## BEGIN DATA TO PROCESS

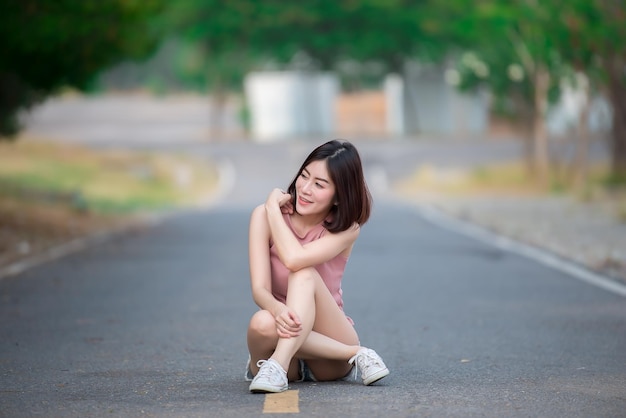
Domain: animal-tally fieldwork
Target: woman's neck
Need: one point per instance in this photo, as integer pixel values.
(304, 223)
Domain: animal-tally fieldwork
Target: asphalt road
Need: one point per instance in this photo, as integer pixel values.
(152, 323)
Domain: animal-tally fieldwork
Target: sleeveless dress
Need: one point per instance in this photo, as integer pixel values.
(331, 271)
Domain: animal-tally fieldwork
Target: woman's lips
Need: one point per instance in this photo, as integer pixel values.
(303, 201)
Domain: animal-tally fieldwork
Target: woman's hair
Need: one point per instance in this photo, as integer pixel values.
(352, 197)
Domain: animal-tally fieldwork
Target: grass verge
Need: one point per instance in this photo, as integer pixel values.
(51, 193)
(513, 179)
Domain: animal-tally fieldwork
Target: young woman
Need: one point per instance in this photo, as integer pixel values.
(299, 245)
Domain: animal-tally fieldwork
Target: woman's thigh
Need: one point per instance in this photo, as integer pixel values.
(330, 320)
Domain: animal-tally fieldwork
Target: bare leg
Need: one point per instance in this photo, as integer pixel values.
(334, 336)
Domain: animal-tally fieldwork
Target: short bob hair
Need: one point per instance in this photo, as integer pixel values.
(353, 201)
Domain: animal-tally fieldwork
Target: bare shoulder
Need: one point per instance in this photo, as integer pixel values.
(258, 215)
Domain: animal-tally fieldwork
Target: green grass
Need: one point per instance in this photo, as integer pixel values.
(101, 182)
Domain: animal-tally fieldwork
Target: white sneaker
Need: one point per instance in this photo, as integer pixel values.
(371, 365)
(248, 374)
(270, 378)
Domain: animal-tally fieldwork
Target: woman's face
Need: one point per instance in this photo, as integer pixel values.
(315, 191)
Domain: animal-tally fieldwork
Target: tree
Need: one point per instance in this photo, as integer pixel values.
(595, 44)
(50, 44)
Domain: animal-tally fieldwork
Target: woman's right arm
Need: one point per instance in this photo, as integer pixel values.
(260, 269)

## END DATA TO PROCESS

* **OBJECTIVE**
Repeat each entry precisely as it appears. Leave the pictures out.

* **EXERCISE RESULT**
Domain: animal-tally fieldwork
Target: woman's neck
Need: one point per instance in this photo, as integer pixel values.
(304, 223)
Domain: animal-tally fieldwork
Target: asphalt road
Need: one point per instance in this photo, as integer pixel values.
(152, 323)
Domain: animal-tally fieldwork
Target: sleeveless dress
Need: one point per instance in this photo, as integer pixel values.
(331, 271)
Domain: animal-tally fieldwork
Target: woman's lips
Need: one point per instance in this photo, as integer pixel values.
(303, 201)
Domain: animal-tally fieldwork
Target: woman's hair
Need: one point per instance in this photo, as integer pixel values.
(352, 197)
Domain: animal-tally fieldwork
Target: grass verge
Need: one point per instance in this photo, as integer pixel values.
(51, 193)
(513, 179)
Domain: animal-tally fieldwork
Target: young woman
Need: one point per instance in this photo, as integer pixel values.
(299, 245)
Domain: animal-tally fieldwork
Target: woman's thigh
Need: one point per instance in this photo, as integer pixel values.
(330, 320)
Domain: animal-tally fieldwork
Target: bare leg
Need: one point per instance in this photo, as integer pixel values.
(334, 336)
Domain: animal-tally fieldwork
Target: short bob hair
Need: one point per instance in this photo, as integer pixel values.
(353, 201)
Domain: animal-tally fieldwork
Target: bare shoulder
Need: one point per instance in this photo, as integer pixel values.
(258, 215)
Domain: animal-tally fieldwork
Target: green grass
Need: one point per instance in this photo, as integer pixel values.
(101, 182)
Domain: animal-tally fieldwork
Target: white sneaker
Need: one point per instance in this photo, as integer pixel values.
(371, 365)
(248, 374)
(270, 378)
Domain: animal-tally fieldwork
Target: woman's face
Need: one point per instance in this photo, as integer pixel values.
(315, 191)
Domain: animal-tally fieldwork
Target: tree
Need: one point per instance in this photo, as integer pixel values.
(595, 44)
(50, 44)
Domain: animal-tally fieldwork
Target: woman's right arm
Need: one point per instance in this photo, as integer pixel values.
(260, 269)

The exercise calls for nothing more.